> _Task_
What you return should match the data below exactly, line for line.

> _Data_
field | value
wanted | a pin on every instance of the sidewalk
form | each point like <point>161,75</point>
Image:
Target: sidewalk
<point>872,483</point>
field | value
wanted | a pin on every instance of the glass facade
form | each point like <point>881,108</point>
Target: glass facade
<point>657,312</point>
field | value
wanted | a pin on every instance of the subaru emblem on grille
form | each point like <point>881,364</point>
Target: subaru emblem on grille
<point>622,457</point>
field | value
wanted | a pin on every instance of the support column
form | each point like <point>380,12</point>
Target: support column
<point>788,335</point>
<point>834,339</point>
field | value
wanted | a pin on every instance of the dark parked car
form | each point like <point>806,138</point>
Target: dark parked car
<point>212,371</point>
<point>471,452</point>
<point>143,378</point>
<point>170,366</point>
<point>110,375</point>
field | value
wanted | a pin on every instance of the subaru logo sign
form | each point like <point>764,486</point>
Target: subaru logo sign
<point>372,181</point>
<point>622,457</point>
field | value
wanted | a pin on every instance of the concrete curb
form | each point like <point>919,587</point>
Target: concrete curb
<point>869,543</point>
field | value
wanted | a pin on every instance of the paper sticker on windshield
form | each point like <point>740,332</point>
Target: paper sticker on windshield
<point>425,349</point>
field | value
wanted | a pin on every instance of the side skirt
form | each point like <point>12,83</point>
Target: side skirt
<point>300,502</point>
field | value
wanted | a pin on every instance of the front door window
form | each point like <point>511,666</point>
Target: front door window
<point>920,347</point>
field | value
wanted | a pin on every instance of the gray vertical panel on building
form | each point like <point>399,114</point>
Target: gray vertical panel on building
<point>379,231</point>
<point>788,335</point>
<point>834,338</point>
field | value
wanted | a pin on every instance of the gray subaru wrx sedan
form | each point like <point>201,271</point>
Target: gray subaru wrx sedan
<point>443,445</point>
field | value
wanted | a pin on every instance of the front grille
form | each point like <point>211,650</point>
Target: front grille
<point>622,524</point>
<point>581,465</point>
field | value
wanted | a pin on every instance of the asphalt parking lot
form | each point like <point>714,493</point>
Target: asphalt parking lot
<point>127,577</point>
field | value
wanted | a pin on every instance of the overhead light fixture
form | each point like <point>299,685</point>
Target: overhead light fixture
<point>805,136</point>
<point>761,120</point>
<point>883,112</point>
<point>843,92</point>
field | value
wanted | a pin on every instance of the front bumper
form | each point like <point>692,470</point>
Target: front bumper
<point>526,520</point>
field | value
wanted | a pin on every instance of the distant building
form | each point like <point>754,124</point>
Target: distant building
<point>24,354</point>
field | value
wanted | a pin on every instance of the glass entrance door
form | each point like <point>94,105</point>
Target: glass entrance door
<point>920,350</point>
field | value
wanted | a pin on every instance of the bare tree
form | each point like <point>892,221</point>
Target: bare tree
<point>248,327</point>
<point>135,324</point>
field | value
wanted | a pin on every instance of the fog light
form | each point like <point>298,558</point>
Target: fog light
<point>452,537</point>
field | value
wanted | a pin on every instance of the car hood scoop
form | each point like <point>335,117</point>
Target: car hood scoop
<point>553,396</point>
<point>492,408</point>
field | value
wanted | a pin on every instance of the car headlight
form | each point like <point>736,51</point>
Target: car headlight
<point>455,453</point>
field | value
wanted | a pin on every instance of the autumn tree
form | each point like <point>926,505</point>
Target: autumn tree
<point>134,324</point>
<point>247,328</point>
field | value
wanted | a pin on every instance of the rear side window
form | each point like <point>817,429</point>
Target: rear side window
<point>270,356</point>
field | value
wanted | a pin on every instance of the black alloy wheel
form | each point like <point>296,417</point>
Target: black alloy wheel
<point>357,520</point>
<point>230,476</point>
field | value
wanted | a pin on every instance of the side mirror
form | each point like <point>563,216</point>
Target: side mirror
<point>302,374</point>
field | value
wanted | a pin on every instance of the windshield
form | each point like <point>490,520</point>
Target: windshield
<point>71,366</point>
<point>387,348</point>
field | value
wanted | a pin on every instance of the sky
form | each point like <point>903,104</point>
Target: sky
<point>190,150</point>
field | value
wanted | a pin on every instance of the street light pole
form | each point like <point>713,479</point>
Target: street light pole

> _Your solution_
field | value
wanted | a pin on every instance of the sidewalk
form | each point like <point>161,75</point>
Image:
Target: sidewalk
<point>872,483</point>
field | value
wanted | a pin on every instance of the glass facade
form | each point like <point>881,108</point>
Target: glass facade
<point>657,312</point>
field | value
wanted | a pin on every instance of the subaru emblem on grille
form | each point like <point>881,364</point>
Target: subaru emblem on grille
<point>622,457</point>
field | value
wanted | a pin on every instance of the support column
form | each point like <point>380,12</point>
Target: support column
<point>788,335</point>
<point>834,339</point>
field | value
wanted | a pin on every instance of the dark parked car
form | each point like <point>806,138</point>
Target: dark parked car
<point>212,371</point>
<point>471,452</point>
<point>143,378</point>
<point>170,366</point>
<point>110,375</point>
field | value
wanted | a pin on every instance of the subaru logo sign
form | each point like <point>764,486</point>
Target: subaru logo sign
<point>372,181</point>
<point>622,457</point>
field | value
wanted | a pin on every instance of the concrete curb
form | each point like <point>919,587</point>
Target: concrete curb
<point>869,543</point>
field | value
wanted | a pin on every instance of the paper sticker on windshield
form | each point like <point>740,332</point>
Target: paper sticker on windshield
<point>425,349</point>
field | value
wanted | a pin on every instance of the side skirt
form | each point like <point>12,83</point>
Target: side skirt
<point>300,502</point>
field | value
wanted | a pin on every instance of the front door window
form | each point like <point>511,666</point>
Target: front door window
<point>920,347</point>
field | value
wanted | a pin on every instance of the gray vertical panel on building
form | each point like <point>399,114</point>
Target: gray vertical panel on building
<point>379,231</point>
<point>788,335</point>
<point>834,338</point>
field | value
wanted | a pin on every instance of the gray subaru wrx sedan
form | each point like <point>201,271</point>
Target: gray subaru wrx sedan
<point>443,445</point>
field | value
wanted | a pin on every instance of the front grille
form | each point like <point>211,650</point>
Target: front grille
<point>622,524</point>
<point>581,465</point>
field | value
wanted | a pin on every instance of the asphalt parking lot
form | each point like <point>714,493</point>
Target: asphalt parking lot
<point>127,577</point>
field | value
wanted | a pin on every instance of the overhead light fixture
form | each point like <point>299,685</point>
Target: overhead light fixture
<point>805,136</point>
<point>761,120</point>
<point>883,112</point>
<point>843,92</point>
field | value
wanted | a pin on every instance of the front bumper
form | each point like <point>692,470</point>
Target: front bumper
<point>526,520</point>
field | value
wanted | a pin on every instance of the distant building
form | each point like <point>754,124</point>
Target: distant building
<point>24,354</point>
field | value
wanted | a pin on every instance of the glass entrance door
form | each point like <point>94,105</point>
Target: glass entrance door
<point>920,350</point>
field | value
wanted | a pin on every instance of the bare tree
form | each point like <point>892,221</point>
Target: bare tree
<point>248,327</point>
<point>135,324</point>
field | value
wanted | a pin on every instance of the fog light
form | each point like <point>298,558</point>
Target: fog light
<point>452,537</point>
field | value
wanted | a pin on every instance of the car hood scoop
form | each point like <point>335,117</point>
Target: car hood scoop
<point>553,396</point>
<point>492,408</point>
field | value
wanted | a pin on every instance of the car headlight
form | each point like <point>736,51</point>
Target: car headlight
<point>455,453</point>
field | value
wanted | a pin on every instance of the autumn tree
form | each point like <point>926,505</point>
Target: autumn tree
<point>134,324</point>
<point>247,328</point>
field | value
wanted | a pin on every instance of the rear side window
form | each point like <point>817,429</point>
Target: rear side window
<point>270,356</point>
field | value
wanted | a pin on every instance of the black alloy wheel
form | each point like <point>296,417</point>
Target: black alloy wheel
<point>357,520</point>
<point>230,476</point>
field | value
wanted | a pin on every instance of the side mirror
form | each point like <point>563,216</point>
Target: side mirror
<point>302,374</point>
field | value
wanted | a pin on every instance of the windshield
form | each point like <point>490,520</point>
Target: windshield
<point>71,366</point>
<point>387,348</point>
field | value
wanted | a pin on every instance of the sky
form | each point like <point>903,104</point>
Target: sky
<point>190,150</point>
field | value
wanted | a pin on every instance of the street light pole
form | each point like <point>713,479</point>
Target: street light pole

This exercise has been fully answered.